**Short task**. Decide whether each statement agrees with the mailing-list thread on seq. Answer yes or no for each, and quote the words from the thread that decide it. 1. The thread says seq evaluates to Weak Head Normal Form. 2. The thread describes WHNF as the first constructor. 3. In the GHCi session shown, [undefined] `seq` print "OK" raises an exception.

On Tue, Apr 17, 2012 at 02:41:15PM -0700, Tim Perry wrote:

...

seq evaluates to Weak Head Normal Form (WHNF). WHNF is the first contructor. So your use of seq only evaluates the first number and the cons. I.E., it evaluates to: s:(Thunk)

Actually, it doesn't even force the first number. You just get Thunk : Thunk -Brent

Henk-Jan van Tuyl

19 Apr 19 Apr

5:31 a.m.

On Wed, 18 Apr 2012 16:45:05 +0200, Brent Yorgey wrote:

...

On Tue, Apr 17, 2012 at 02:41:15PM -0700, Tim Perry wrote:

...
seq evaluates to Weak Head Normal Form (WHNF). WHNF is the first contructor. So your use of seq only evaluates the first number and the cons. I.E., it evaluates to: s:(Thunk)

Actually, it doesn't even force the first number. You just get

Thunk : Thunk

A nice way to demonstrate this, is the following GHCi session: Prelude> undefined `seq` print "OK" *** Exception: Prelude.undefined Prelude> [undefined] `seq` print "OK" "OK" Regards, Henk-Jan van Tuyl -- http://Van.Tuyl.eu/ http://members.chello.nl/hjgtuyl/tourdemonad.html Haskell programming --

Tim Perry

5:13 p.m.

**Raw records**.
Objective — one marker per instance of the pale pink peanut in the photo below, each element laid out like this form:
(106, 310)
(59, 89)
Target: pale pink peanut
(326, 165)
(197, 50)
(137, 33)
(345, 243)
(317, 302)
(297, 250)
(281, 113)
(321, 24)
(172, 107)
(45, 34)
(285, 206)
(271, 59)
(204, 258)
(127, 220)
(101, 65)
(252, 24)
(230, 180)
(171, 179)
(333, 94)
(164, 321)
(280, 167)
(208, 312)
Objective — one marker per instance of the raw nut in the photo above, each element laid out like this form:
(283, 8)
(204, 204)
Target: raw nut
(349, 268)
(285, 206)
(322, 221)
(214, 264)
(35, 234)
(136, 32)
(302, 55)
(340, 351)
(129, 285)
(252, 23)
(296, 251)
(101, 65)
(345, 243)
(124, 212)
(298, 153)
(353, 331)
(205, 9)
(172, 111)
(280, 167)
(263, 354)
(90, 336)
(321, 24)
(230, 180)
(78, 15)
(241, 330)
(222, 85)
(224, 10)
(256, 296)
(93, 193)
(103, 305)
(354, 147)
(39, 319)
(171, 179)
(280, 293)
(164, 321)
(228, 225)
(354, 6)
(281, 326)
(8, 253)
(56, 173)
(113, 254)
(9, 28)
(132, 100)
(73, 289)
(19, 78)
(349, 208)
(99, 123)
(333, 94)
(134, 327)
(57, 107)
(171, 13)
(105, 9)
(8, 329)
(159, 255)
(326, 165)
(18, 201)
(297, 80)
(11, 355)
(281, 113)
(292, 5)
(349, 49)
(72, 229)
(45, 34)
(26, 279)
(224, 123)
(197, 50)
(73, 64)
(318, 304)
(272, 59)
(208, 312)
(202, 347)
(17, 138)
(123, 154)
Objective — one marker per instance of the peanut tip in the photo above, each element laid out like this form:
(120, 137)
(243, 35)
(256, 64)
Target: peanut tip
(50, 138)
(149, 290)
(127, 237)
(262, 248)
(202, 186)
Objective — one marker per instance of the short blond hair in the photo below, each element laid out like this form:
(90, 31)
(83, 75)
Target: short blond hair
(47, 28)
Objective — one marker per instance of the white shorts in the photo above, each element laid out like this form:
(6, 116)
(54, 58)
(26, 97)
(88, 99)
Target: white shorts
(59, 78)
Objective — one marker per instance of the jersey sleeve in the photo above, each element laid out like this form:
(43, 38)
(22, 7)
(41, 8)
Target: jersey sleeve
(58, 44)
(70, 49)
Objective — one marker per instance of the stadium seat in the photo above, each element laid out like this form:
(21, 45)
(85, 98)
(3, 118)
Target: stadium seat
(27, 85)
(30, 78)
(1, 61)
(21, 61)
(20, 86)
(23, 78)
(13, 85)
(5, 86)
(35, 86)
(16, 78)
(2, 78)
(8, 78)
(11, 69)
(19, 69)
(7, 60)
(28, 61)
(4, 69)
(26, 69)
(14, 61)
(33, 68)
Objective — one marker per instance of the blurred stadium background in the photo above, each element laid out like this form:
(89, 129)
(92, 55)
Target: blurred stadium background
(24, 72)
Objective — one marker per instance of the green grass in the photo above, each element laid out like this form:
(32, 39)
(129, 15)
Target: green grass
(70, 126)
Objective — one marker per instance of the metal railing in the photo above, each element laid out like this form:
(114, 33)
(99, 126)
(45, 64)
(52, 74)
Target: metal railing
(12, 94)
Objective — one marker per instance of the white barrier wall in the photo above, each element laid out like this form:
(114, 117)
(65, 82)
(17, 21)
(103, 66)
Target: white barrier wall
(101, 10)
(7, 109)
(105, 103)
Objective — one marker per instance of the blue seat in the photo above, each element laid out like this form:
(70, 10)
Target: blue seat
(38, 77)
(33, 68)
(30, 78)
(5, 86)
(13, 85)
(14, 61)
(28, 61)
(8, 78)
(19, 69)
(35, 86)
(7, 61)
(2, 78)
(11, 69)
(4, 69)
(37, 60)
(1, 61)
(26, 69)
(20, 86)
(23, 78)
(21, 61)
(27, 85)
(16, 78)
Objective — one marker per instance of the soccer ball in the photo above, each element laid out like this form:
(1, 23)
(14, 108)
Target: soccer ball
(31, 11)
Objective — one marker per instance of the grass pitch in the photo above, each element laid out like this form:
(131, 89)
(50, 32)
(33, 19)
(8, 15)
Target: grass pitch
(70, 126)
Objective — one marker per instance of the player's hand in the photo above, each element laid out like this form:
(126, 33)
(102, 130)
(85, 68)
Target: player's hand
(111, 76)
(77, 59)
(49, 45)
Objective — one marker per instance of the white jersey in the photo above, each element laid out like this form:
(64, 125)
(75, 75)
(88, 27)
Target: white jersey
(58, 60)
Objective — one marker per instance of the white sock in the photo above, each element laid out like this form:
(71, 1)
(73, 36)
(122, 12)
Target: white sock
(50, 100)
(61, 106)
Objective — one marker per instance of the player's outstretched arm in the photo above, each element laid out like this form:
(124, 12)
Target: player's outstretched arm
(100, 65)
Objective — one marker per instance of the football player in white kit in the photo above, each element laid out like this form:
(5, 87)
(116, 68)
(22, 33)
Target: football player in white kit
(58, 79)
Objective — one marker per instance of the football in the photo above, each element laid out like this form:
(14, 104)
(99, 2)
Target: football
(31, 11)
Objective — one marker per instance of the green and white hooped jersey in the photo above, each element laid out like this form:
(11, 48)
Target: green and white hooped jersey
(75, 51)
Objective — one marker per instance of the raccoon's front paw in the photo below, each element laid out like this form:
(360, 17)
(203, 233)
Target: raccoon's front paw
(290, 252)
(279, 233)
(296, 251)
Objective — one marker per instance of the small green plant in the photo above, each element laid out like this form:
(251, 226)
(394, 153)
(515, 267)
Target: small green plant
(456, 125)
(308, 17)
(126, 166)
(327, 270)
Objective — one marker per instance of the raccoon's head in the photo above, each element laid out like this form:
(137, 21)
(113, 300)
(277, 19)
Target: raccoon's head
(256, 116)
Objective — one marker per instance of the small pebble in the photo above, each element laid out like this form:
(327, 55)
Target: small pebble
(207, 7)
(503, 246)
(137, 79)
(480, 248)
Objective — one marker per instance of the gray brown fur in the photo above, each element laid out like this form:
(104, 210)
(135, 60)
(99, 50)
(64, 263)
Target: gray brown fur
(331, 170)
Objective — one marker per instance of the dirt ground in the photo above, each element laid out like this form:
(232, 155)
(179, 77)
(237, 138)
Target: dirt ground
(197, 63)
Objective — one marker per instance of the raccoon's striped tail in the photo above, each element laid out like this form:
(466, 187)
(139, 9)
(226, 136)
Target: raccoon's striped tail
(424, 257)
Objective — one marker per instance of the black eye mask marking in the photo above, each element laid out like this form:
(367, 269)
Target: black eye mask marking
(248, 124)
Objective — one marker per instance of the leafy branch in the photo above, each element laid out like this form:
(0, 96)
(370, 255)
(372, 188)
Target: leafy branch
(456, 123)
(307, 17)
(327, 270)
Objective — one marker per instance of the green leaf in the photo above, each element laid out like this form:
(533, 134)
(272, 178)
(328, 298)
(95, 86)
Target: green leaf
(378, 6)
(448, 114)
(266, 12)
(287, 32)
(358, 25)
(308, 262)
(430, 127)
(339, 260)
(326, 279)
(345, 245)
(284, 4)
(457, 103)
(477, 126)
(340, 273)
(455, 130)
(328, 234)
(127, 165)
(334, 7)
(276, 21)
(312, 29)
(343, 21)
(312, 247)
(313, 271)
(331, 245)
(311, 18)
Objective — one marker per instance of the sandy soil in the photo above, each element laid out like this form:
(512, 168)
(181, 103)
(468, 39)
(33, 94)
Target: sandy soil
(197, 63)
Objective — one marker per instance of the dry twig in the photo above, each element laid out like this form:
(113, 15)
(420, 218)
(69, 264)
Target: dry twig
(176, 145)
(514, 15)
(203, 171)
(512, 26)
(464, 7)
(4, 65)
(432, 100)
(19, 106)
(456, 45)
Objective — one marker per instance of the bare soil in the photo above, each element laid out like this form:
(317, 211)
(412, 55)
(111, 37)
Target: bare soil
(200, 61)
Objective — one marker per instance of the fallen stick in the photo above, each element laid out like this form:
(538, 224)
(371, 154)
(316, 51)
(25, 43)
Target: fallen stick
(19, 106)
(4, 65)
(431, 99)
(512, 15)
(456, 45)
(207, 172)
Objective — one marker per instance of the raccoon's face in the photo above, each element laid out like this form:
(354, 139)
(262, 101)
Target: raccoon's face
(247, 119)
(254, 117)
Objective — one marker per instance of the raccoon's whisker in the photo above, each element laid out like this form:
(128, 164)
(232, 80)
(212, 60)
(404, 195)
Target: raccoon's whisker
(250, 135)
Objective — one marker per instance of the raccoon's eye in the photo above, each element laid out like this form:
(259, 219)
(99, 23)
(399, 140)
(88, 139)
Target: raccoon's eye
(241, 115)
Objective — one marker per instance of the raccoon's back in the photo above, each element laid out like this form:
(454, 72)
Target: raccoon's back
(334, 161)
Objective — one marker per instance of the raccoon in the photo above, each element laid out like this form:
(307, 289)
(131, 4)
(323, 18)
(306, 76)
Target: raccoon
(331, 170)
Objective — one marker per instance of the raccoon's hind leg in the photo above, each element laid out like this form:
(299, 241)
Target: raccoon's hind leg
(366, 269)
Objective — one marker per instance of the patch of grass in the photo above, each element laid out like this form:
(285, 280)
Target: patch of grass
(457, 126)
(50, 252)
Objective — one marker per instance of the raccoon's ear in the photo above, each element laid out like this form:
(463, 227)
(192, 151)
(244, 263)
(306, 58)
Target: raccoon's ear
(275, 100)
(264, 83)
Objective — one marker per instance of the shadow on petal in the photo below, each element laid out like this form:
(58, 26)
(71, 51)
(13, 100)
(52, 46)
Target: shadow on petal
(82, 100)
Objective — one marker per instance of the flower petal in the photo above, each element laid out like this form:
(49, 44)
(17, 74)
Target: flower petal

**Right answer**.
1. Yes: "seq evaluates to Weak Head Normal Form (WHNF)."
2. Yes: "WHNF is the first contructor."
3. No: "Prelude> [undefined] `seq` print "OK" "OK""